*TASKS TO CARRY OUT*.
(1) Please reproduce the article on Trump, Xi and the new Cold War word for word, from "Xi had long" up to and including "it even can.".
(2) Carry on the article about Trump, Xi and the new Cold War, starting after its last sentence.

**** EXTRACT

Date
16 November 2018
Chinese leader Xi Jinping and US President Donald Trump are the protagonists in a new Cold War between a confident new-style authoritarianism and a faltering liberal democracy. Photo: Reuters
Chinese leader Xi Jinping and US President Donald Trump are the protagonists in a new Cold War between a confident new-style authoritarianism and a faltering liberal democracy. Photo: Reuters

Donald Trump or Xi Jinping: Who will win the new Cold War?

Less than two months after Donald Trump completed his first year in office as America’s most unconventional president in recent history, China’s National People’s Congress amended the country’s constitution to extend indefinitely Xi Jinping’s term as president. The NPC’s near-unanimous vote to make Xi a virtual strongman was, of course, not linked to Trump’s shaking up of global politics during his first year in office.

Xi had long maneuvered behind the scenes to serve more than two terms. Rather than being a response to Trump’s America First policy, he apparently believes China’s top leader needs more than two terms to further stabilize the country and to achieve its ambition to become the world’s superpower. Despite what many believe, China lags far behind the United States militarily, economically, and in high tech. It’s anyone’s guess how long it will take to surpass the US or if it even can.

But Xi – who has strong-armed his way into becoming the country’s most powerful core leader – has already set his global ambitions in motion by modernizing the military, using state funds to make China the world’s high-tech leader by 2025, and wooing developing countries into becoming allies with infrastructure loans through his One Belt, One Road plan.

********
**** SUPPLIED MATERIAL

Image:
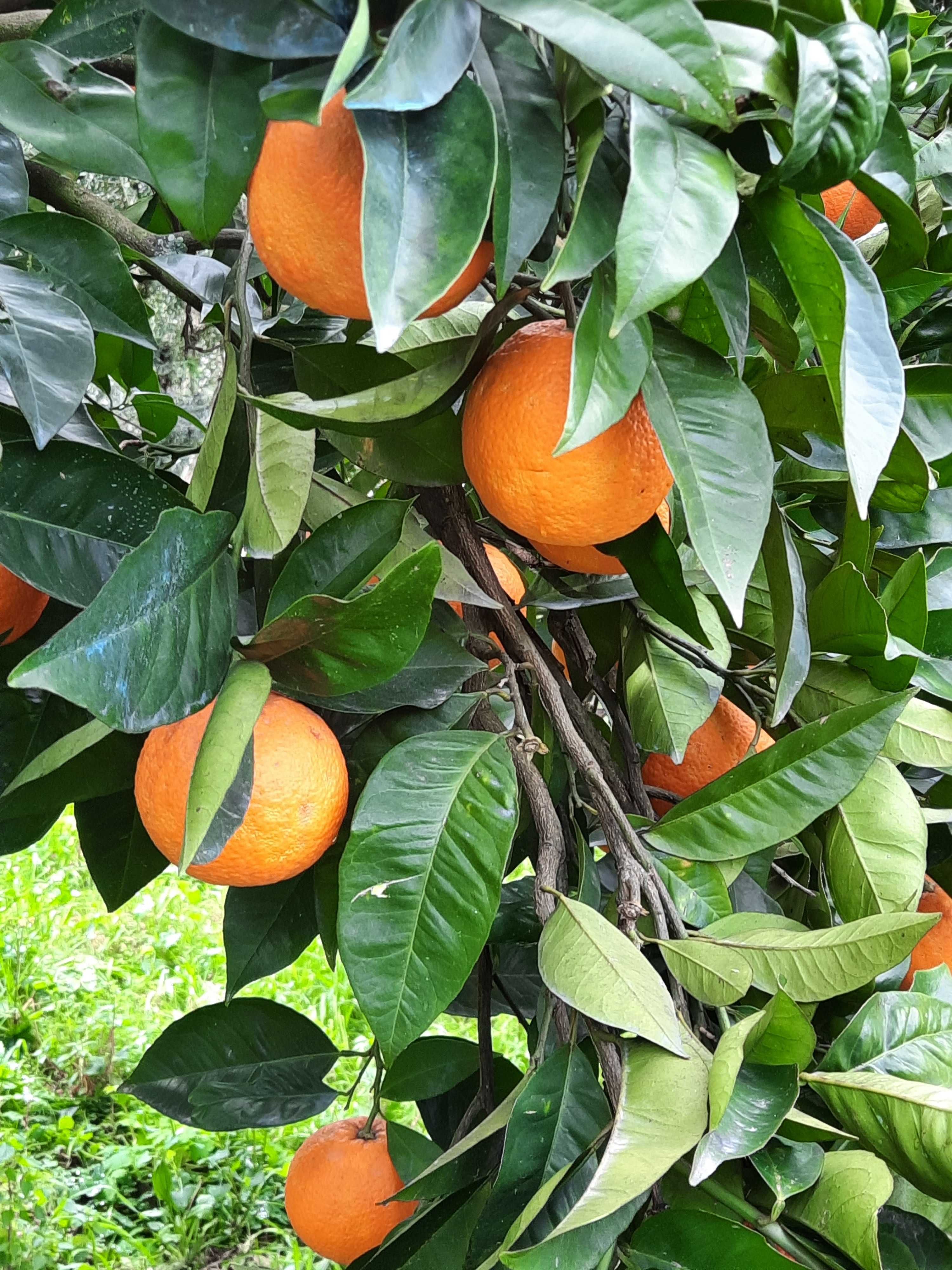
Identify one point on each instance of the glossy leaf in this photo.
(777, 793)
(530, 134)
(597, 970)
(715, 441)
(70, 514)
(267, 929)
(680, 210)
(133, 658)
(253, 1064)
(441, 162)
(427, 53)
(422, 874)
(83, 264)
(46, 351)
(200, 123)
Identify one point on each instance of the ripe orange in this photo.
(299, 797)
(720, 744)
(936, 947)
(21, 606)
(515, 417)
(863, 215)
(591, 559)
(304, 211)
(336, 1188)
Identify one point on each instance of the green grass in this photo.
(92, 1178)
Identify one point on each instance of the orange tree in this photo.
(583, 401)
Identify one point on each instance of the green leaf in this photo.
(70, 112)
(70, 514)
(200, 123)
(596, 970)
(680, 210)
(785, 577)
(598, 204)
(340, 556)
(422, 874)
(845, 1205)
(83, 264)
(218, 775)
(715, 441)
(285, 30)
(249, 1065)
(789, 1169)
(427, 53)
(267, 929)
(279, 483)
(116, 848)
(92, 30)
(816, 966)
(131, 658)
(46, 350)
(662, 1114)
(847, 317)
(680, 1240)
(327, 647)
(666, 55)
(530, 137)
(606, 371)
(876, 846)
(777, 793)
(654, 566)
(440, 164)
(760, 1103)
(667, 695)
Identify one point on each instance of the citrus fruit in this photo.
(299, 797)
(861, 215)
(21, 606)
(591, 559)
(720, 744)
(336, 1188)
(936, 947)
(304, 211)
(513, 420)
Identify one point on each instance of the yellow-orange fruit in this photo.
(863, 215)
(21, 606)
(936, 947)
(591, 559)
(336, 1188)
(720, 744)
(298, 805)
(304, 211)
(513, 421)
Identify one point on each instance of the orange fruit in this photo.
(863, 215)
(513, 420)
(21, 606)
(720, 744)
(591, 559)
(304, 211)
(298, 805)
(336, 1188)
(936, 947)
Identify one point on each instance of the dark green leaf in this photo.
(46, 350)
(70, 514)
(421, 877)
(249, 1065)
(530, 131)
(427, 53)
(200, 123)
(267, 929)
(131, 658)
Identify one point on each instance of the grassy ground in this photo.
(89, 1178)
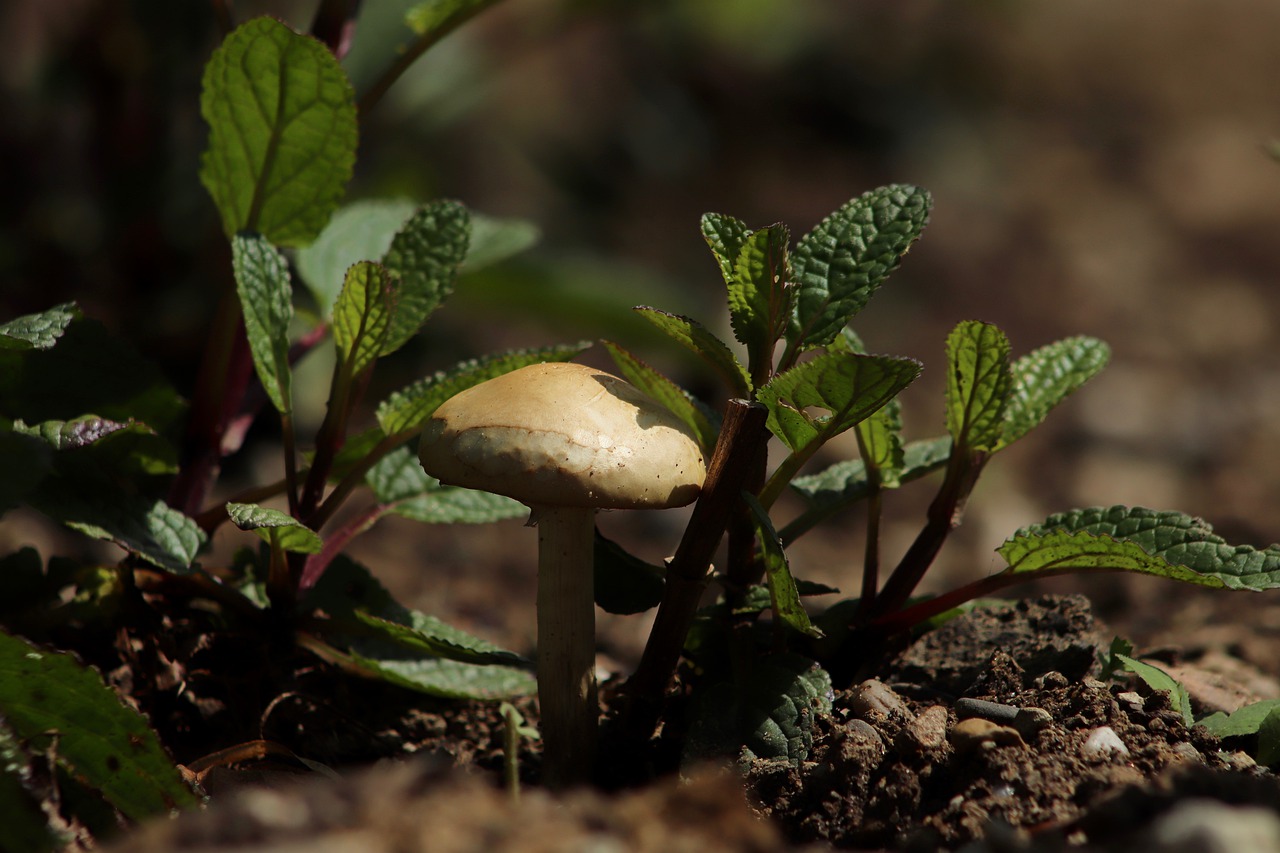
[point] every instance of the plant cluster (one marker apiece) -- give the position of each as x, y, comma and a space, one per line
92, 437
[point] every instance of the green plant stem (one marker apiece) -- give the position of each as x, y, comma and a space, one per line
414, 51
741, 438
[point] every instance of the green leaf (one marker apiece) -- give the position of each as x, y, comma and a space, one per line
725, 235
978, 384
777, 573
666, 392
101, 742
275, 528
406, 410
849, 386
1046, 377
494, 240
266, 301
842, 261
624, 583
1157, 679
362, 315
282, 132
424, 258
1119, 538
401, 483
703, 343
759, 292
360, 231
37, 331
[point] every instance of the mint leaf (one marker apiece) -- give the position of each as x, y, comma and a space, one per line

********

*EXPECTED RESPONSES*.
(1)
Xi had long maneuvered behind the scenes to serve more than two terms. Rather than being a response to Trump’s America First policy, he apparently believes China’s top leader needs more than two terms to further stabilize the country and to achieve its ambition to become the world’s superpower. Despite what many believe, China lags far behind the United States militarily, economically, and in high tech. It’s anyone’s guess how long it will take to surpass the US or if it even can.

(2)
Both in words and deeds, Xi has subtly hinted China’s model of government could be an example for developing nations to mimic, although Chinese leaders deny they have any intention to pressure countries to adopt their model. But make no mistake. A new Cold War is already underway for a new world order.

Unlike the last Cold War between the US-led West and the Soviet bloc which pitched democracy against oppressive communist rule, the new Cold War is a contest for global influence between a confident new-style authoritarianism and a faltering liberal democracy in a divided West.

For now at least, the protagonists in this new Cold War are Trump’s America on the one side and Xi’s China on the other, with Russian leader Vladimir Putin seemingly aligning himself with Xi. But Putin could be a wild card. Recent reports say veteran diplomat Henry Kissinger had on several occasions urged Trump to cozy up to Russia to contain China.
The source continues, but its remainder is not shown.